*TASK OBJECTIVE*
Please identify every line in the listing below that contains the word "truck", and copy each of those lines. Case counts.

*DATA FOR THE TASK*
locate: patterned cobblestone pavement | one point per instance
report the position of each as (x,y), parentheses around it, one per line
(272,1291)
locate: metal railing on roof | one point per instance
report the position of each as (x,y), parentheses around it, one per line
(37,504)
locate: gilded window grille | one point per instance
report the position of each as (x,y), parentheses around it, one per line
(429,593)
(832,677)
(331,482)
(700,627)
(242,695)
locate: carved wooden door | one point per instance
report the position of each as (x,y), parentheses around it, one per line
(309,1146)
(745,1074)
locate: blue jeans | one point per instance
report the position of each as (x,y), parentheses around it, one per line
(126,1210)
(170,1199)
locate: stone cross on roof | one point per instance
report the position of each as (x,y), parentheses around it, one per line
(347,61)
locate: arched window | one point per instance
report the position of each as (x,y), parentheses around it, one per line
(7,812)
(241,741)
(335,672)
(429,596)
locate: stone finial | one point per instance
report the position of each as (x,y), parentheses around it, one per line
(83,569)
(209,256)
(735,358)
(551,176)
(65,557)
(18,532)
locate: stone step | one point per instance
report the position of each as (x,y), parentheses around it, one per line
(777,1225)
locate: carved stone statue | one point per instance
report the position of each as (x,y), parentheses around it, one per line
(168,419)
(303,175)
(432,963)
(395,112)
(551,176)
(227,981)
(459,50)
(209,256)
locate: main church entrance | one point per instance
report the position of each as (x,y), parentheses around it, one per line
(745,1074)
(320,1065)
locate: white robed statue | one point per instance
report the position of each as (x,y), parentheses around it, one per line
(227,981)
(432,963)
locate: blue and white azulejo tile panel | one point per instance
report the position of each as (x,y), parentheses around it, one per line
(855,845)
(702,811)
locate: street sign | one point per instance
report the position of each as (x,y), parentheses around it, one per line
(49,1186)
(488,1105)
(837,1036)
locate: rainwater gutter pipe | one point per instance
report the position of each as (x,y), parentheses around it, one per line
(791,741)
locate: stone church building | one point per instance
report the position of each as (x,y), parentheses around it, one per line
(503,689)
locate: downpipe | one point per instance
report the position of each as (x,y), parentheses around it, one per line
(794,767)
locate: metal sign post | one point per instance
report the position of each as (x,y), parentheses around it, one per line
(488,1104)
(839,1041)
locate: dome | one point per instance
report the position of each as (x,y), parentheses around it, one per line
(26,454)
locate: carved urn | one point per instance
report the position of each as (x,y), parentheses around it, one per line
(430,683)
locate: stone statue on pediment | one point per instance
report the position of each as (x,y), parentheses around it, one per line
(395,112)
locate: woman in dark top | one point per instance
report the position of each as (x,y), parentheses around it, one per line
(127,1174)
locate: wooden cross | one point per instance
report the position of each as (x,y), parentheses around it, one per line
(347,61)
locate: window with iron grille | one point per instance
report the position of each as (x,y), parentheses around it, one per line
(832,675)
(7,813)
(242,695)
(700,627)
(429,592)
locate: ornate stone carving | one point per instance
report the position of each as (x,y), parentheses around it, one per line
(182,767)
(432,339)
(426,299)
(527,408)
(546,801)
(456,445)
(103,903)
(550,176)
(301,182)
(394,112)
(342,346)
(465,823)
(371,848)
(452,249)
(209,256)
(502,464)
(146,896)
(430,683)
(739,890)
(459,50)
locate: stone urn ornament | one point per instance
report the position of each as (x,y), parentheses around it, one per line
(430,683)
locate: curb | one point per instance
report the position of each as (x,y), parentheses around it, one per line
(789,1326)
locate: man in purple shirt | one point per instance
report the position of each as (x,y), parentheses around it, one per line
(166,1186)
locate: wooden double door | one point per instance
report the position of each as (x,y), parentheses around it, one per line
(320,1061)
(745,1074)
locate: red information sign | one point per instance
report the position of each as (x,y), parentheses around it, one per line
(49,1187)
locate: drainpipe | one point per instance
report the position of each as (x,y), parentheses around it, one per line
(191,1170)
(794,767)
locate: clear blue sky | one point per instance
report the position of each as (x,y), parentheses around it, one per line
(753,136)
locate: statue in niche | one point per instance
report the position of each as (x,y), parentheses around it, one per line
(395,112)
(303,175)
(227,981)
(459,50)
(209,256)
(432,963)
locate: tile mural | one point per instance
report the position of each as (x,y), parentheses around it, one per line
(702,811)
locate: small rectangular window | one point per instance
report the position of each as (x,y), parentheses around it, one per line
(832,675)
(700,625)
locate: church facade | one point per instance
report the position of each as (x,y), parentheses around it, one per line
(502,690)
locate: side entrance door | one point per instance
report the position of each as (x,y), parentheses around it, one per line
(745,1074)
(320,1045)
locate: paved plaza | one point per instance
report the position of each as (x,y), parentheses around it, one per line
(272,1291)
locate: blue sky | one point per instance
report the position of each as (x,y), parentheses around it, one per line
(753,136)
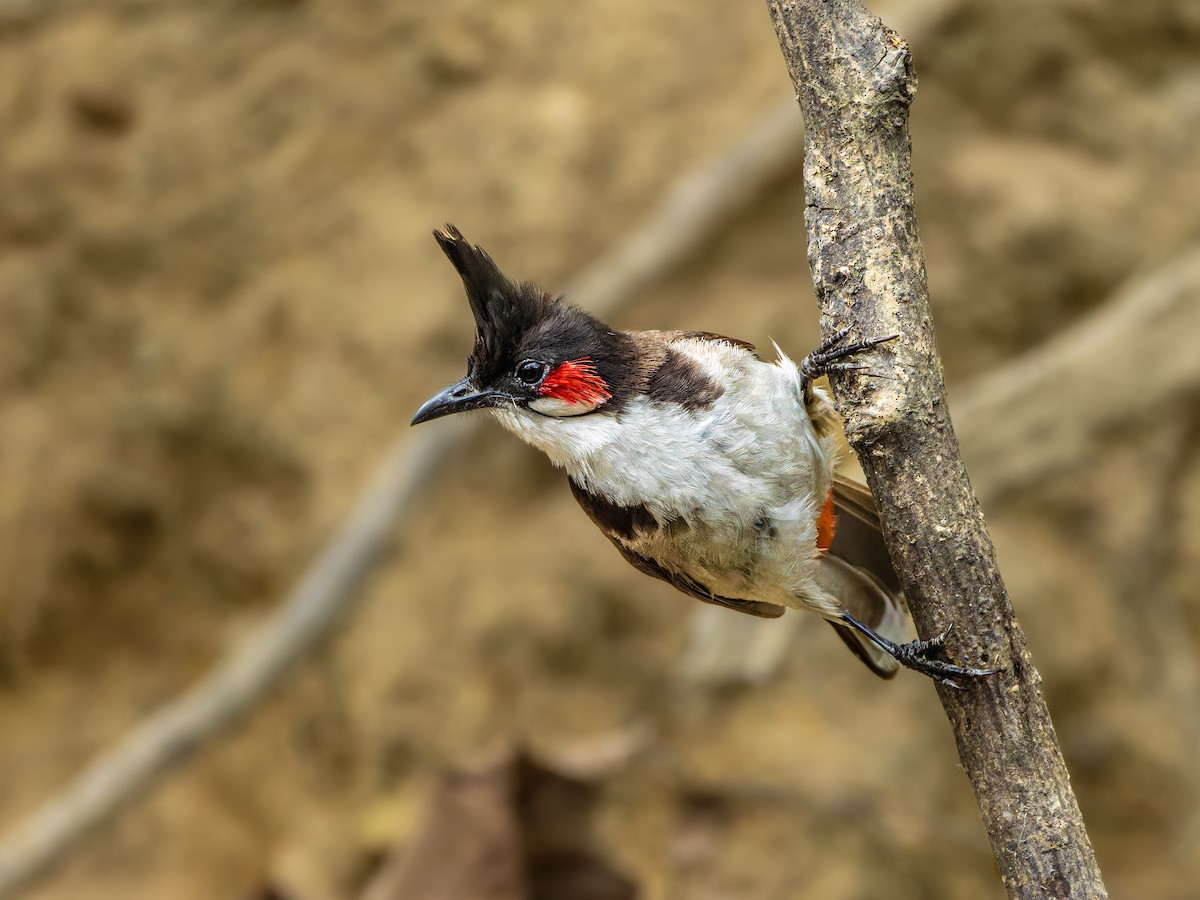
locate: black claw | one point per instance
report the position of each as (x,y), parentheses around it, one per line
(825,359)
(916,655)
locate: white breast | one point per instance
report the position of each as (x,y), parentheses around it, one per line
(748,475)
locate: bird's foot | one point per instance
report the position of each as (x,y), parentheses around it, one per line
(831,355)
(916,655)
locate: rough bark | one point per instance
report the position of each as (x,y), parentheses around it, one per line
(855,82)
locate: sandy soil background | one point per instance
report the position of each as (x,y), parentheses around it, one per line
(220,304)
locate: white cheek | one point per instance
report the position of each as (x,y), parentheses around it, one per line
(559,408)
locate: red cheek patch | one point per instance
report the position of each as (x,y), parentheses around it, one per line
(576,382)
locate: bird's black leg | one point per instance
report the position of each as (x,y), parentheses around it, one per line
(915,654)
(831,357)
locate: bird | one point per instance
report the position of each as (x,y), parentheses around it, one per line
(706,466)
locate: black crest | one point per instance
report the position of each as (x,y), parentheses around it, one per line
(505,311)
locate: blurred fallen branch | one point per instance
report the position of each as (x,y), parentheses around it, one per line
(693,213)
(509,828)
(1129,363)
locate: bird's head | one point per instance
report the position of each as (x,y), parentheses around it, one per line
(532,352)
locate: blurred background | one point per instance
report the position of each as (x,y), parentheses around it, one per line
(220,305)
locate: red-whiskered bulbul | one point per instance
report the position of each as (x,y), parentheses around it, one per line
(706,466)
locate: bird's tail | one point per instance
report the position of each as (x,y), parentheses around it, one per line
(870,603)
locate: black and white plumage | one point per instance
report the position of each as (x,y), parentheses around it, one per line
(706,466)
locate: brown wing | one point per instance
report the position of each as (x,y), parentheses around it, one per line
(624,525)
(713,336)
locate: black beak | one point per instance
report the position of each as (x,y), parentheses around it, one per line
(459,399)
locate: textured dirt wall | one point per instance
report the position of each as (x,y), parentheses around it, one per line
(220,304)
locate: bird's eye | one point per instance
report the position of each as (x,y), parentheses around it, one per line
(531,372)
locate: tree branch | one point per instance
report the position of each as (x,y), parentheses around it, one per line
(855,83)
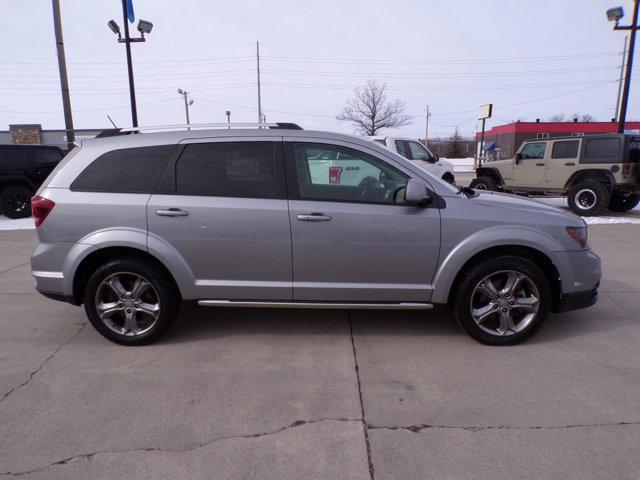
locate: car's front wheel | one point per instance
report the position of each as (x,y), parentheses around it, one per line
(130,301)
(503,300)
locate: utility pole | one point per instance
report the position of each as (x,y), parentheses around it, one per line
(64,81)
(624,51)
(258,70)
(426,127)
(187,103)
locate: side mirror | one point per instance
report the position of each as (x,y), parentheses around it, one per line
(416,193)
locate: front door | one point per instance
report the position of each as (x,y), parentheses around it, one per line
(530,170)
(353,238)
(227,217)
(562,163)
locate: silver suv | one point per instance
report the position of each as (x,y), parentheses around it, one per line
(134,225)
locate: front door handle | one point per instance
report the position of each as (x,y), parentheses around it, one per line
(314,217)
(172,212)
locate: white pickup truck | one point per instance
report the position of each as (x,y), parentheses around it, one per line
(416,152)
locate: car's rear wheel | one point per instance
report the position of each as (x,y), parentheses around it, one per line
(15,202)
(623,203)
(503,300)
(483,183)
(588,198)
(130,301)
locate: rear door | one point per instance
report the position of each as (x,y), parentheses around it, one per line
(562,162)
(356,241)
(222,206)
(531,170)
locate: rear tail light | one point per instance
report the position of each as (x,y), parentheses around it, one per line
(626,168)
(41,208)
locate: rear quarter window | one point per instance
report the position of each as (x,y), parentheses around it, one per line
(602,150)
(128,170)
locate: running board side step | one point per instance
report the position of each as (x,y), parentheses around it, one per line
(336,305)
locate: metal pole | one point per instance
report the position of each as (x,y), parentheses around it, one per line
(258,69)
(132,90)
(64,81)
(627,77)
(624,51)
(481,144)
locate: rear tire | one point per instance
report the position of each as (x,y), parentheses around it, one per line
(130,301)
(588,198)
(494,314)
(484,183)
(15,202)
(620,203)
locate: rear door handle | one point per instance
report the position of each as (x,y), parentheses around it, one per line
(314,217)
(172,212)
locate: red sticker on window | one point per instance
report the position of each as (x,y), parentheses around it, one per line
(334,174)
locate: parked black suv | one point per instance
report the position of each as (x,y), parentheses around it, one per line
(22,169)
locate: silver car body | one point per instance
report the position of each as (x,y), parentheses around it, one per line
(247,249)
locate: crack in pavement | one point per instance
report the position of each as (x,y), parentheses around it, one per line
(37,370)
(419,428)
(363,419)
(88,456)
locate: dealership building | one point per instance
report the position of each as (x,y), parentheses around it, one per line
(502,141)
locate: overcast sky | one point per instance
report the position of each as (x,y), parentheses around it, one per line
(532,59)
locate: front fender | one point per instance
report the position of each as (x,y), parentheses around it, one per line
(454,259)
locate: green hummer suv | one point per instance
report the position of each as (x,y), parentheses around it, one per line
(594,172)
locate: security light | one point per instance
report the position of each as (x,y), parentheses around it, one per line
(615,14)
(145,26)
(114,27)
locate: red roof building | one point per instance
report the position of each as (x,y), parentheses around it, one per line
(502,141)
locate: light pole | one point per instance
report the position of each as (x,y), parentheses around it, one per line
(615,15)
(187,103)
(144,27)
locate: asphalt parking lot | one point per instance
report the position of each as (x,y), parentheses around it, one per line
(321,394)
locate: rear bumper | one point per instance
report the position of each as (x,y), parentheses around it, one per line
(577,300)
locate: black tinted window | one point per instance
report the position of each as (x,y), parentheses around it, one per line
(568,149)
(601,150)
(233,169)
(46,157)
(129,170)
(14,158)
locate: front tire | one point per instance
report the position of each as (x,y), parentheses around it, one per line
(15,202)
(588,198)
(621,203)
(503,300)
(484,183)
(130,301)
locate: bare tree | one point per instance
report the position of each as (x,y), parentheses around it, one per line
(370,111)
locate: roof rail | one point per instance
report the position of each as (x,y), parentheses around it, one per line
(194,126)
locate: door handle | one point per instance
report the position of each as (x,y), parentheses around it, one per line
(172,212)
(314,217)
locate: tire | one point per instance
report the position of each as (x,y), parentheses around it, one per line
(620,203)
(449,178)
(484,183)
(15,202)
(150,322)
(588,198)
(524,321)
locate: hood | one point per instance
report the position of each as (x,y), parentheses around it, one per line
(506,200)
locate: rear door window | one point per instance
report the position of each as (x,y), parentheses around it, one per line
(229,169)
(128,170)
(565,149)
(601,150)
(14,158)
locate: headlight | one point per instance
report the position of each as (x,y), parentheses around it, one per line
(580,235)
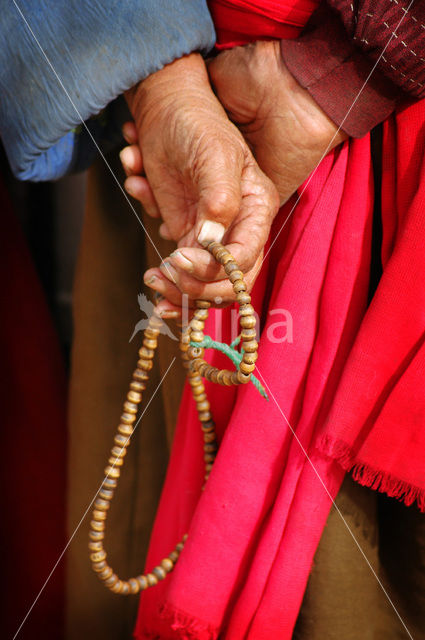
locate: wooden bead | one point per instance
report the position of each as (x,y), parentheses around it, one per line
(205,416)
(99,515)
(145,365)
(159,572)
(243,378)
(247,322)
(208,426)
(115,462)
(243,298)
(246,310)
(203,406)
(150,344)
(140,375)
(96,535)
(230,267)
(98,556)
(106,573)
(195,352)
(134,396)
(117,586)
(152,579)
(118,452)
(101,505)
(239,286)
(250,358)
(133,585)
(213,375)
(125,430)
(197,336)
(246,368)
(110,483)
(197,325)
(235,275)
(167,564)
(137,386)
(97,526)
(250,346)
(112,472)
(127,418)
(151,334)
(235,379)
(120,440)
(106,494)
(201,314)
(145,353)
(248,334)
(143,583)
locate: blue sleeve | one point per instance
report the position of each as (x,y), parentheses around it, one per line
(63,61)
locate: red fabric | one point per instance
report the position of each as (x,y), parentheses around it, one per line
(238,22)
(33,424)
(350,384)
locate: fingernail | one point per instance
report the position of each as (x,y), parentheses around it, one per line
(182,261)
(127,129)
(168,271)
(167,313)
(211,232)
(149,280)
(127,159)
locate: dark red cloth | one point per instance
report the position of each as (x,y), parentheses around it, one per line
(33,436)
(333,59)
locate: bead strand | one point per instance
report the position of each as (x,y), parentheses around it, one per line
(197,369)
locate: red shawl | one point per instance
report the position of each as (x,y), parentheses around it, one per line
(347,381)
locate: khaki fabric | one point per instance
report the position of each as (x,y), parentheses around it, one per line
(114,254)
(344,600)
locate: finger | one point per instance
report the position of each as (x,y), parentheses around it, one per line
(139,188)
(131,160)
(199,263)
(129,132)
(196,289)
(157,281)
(165,232)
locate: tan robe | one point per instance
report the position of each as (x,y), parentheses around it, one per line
(343,600)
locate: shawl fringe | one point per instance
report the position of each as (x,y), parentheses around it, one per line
(187,627)
(369,476)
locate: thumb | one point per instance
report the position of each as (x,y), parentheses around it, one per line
(220,196)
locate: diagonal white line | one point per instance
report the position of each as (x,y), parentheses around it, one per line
(335,505)
(86,127)
(393,35)
(89,506)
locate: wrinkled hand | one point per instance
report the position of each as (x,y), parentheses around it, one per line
(286,129)
(197,169)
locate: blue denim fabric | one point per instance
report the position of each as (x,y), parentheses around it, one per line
(98,50)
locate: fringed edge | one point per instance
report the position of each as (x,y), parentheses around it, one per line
(187,627)
(370,477)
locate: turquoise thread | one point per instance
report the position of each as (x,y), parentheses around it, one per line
(233,355)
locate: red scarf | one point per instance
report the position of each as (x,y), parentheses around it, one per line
(350,385)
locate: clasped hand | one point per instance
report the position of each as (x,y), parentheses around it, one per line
(191,161)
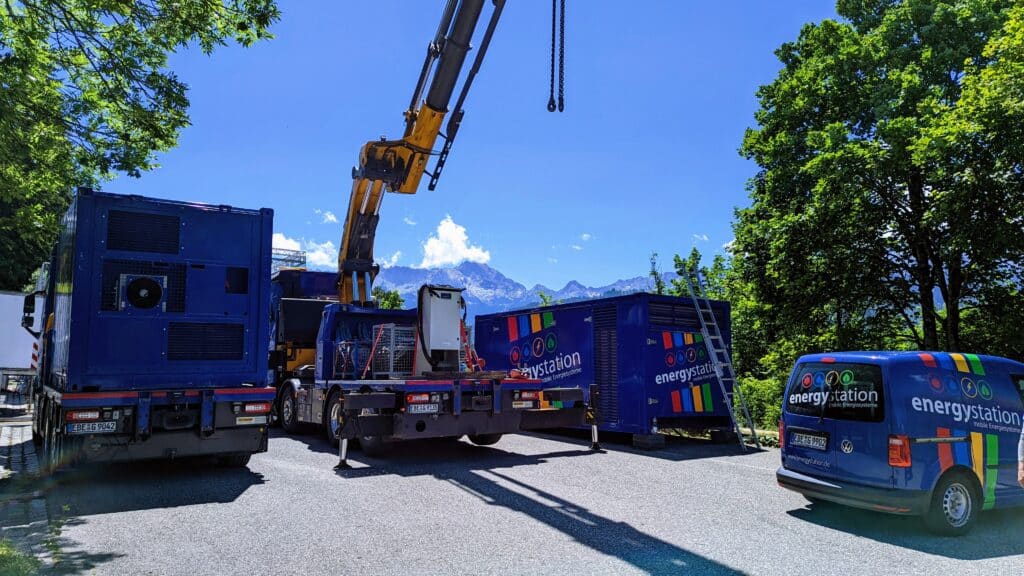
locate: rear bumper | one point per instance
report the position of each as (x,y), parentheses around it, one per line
(907,502)
(166,445)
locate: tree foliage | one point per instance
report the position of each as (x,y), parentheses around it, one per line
(387,299)
(85,93)
(889,199)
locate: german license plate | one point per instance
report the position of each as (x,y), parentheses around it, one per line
(92,427)
(813,442)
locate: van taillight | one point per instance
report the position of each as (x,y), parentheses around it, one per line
(899,451)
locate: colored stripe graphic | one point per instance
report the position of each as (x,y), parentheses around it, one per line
(978,456)
(992,463)
(962,452)
(976,364)
(945,450)
(961,363)
(677,402)
(687,402)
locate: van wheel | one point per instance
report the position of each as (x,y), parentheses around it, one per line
(287,414)
(954,505)
(484,439)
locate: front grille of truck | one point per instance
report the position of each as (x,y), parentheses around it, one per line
(606,362)
(113,270)
(195,340)
(140,232)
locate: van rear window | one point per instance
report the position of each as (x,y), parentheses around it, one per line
(842,392)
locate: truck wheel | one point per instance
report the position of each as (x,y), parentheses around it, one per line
(287,415)
(331,426)
(954,505)
(484,439)
(237,460)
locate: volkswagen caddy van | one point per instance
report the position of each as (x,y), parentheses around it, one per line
(928,434)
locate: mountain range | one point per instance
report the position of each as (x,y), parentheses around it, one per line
(488,290)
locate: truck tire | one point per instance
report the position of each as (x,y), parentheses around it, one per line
(287,414)
(331,427)
(954,505)
(484,439)
(236,460)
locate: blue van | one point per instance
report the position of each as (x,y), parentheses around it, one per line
(928,434)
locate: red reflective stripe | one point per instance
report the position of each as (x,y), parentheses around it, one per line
(945,450)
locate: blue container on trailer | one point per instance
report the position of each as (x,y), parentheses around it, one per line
(644,354)
(161,294)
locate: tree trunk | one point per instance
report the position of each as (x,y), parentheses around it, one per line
(923,268)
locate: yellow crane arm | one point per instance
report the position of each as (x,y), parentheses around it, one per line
(399,165)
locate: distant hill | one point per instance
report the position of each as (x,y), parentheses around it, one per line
(488,290)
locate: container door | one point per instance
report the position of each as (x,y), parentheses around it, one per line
(807,447)
(857,407)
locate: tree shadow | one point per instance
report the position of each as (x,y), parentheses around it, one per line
(997,534)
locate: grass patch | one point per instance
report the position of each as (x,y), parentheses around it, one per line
(16,563)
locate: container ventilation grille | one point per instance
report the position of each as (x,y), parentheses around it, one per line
(139,232)
(606,362)
(194,340)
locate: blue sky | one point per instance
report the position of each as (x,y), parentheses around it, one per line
(644,158)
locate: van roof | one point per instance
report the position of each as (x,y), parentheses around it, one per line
(890,358)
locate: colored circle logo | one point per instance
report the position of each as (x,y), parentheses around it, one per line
(969,388)
(539,346)
(846,378)
(984,389)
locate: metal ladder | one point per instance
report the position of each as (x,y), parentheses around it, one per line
(720,357)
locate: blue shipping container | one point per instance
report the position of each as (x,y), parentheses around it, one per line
(644,354)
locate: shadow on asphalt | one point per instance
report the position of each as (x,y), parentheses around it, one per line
(997,534)
(473,469)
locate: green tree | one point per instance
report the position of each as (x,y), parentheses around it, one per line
(858,217)
(85,93)
(387,299)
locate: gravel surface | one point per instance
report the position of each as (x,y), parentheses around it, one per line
(527,505)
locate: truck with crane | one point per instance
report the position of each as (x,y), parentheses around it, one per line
(379,375)
(153,331)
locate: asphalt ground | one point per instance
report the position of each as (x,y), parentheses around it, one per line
(529,504)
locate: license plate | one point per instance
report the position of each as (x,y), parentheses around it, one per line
(92,427)
(809,441)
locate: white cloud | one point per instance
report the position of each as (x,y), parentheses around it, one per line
(321,255)
(451,246)
(388,262)
(279,240)
(327,215)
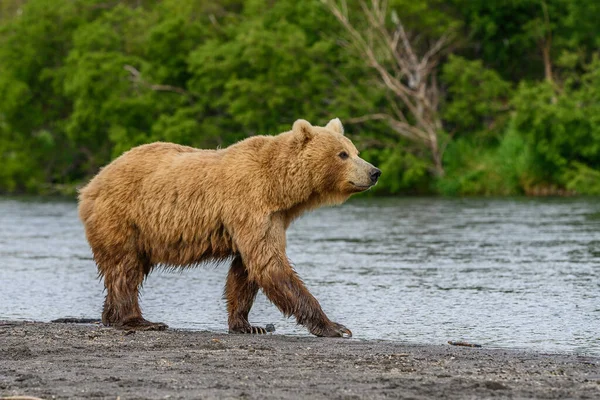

*EXERCISE SOLUTION*
locate: white pickup truck | one point per instance
locate: front grille of truck | one point per instance
locate: truck wheel | one point per instance
locate: truck tire | one point per instance
locate: truck with crane | one point per instance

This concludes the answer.